STORED DATA =
☆ ☆ ☆ ☆ ☆ ☆ ☆
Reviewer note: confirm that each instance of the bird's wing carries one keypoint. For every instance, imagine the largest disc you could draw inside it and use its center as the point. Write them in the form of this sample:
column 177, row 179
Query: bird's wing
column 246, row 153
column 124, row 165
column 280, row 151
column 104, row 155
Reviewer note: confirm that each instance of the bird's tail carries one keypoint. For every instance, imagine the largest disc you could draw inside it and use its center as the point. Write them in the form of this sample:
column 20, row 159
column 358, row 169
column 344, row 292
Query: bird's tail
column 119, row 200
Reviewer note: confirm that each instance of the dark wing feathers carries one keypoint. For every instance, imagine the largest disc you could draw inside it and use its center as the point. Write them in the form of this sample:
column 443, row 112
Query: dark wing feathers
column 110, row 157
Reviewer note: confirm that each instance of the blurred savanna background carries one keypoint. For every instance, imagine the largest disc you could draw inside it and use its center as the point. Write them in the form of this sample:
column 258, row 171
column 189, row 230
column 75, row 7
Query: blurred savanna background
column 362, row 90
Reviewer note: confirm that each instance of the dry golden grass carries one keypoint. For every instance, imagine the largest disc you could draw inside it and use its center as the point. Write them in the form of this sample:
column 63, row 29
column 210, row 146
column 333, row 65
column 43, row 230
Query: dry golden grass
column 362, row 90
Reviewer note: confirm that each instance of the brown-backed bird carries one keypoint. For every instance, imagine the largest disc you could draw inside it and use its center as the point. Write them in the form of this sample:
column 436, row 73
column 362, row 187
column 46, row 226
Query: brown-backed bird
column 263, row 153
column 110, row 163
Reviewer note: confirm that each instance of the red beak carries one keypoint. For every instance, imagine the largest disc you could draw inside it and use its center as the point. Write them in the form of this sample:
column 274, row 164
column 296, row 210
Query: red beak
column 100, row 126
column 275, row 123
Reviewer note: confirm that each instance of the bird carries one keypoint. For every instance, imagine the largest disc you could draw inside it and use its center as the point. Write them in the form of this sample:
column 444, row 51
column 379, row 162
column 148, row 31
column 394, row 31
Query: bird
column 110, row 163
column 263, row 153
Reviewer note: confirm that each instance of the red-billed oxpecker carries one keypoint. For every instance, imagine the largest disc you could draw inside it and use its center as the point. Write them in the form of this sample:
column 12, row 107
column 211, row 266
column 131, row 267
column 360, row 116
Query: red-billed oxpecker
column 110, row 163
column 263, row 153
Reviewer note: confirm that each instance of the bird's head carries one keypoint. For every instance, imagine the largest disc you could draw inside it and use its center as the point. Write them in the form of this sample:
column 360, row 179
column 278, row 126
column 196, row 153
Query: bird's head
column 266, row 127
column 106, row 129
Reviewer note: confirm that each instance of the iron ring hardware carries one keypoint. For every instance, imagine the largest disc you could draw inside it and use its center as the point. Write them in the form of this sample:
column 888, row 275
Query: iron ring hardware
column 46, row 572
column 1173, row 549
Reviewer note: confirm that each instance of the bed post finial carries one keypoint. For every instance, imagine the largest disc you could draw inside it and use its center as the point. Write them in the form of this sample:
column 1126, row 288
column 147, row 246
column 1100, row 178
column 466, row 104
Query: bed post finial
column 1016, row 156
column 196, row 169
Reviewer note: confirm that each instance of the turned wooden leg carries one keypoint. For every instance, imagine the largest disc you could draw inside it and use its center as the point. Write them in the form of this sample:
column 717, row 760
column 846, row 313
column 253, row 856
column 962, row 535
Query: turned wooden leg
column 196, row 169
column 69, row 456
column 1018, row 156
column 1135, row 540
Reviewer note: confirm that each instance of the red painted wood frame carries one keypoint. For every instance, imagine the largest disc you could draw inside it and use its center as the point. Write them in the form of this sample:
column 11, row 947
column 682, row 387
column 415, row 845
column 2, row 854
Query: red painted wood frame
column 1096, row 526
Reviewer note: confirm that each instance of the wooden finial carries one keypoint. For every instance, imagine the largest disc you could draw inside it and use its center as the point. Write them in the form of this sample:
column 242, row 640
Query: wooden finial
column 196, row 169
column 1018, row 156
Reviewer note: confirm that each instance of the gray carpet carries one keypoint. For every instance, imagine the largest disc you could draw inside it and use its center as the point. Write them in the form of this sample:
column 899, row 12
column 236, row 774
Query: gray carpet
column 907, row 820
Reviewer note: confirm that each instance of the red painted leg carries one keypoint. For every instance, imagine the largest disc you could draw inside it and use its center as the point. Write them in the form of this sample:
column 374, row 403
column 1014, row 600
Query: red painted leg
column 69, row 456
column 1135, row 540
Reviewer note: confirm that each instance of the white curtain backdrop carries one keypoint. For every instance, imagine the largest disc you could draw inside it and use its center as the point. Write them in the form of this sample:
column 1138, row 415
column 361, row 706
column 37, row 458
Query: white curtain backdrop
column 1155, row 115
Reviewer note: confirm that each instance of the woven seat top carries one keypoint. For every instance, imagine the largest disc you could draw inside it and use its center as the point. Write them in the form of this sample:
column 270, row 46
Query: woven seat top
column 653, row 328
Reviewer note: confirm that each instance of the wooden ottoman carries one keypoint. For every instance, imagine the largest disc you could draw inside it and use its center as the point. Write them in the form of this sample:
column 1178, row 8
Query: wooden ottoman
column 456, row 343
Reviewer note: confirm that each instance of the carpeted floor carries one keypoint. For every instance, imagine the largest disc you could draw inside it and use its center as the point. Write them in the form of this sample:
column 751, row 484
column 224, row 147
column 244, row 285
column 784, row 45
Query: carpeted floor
☆ ☆ ☆ ☆ ☆ ☆ ☆
GIVEN TASK = Copy out the lines above verbatim, beginning at the line that contains "Reviewer note: confirm that each instance of the turned" and stopping after the line that contains "column 846, row 313".

EXERCISE OUTPUT =
Reviewer note: confirm that each instance of the turned wooden leg carries one keypoint. For every instance, imagine the largest disc you could draw inside it and use its center as the point. Write them in the form of this sample:
column 717, row 760
column 846, row 313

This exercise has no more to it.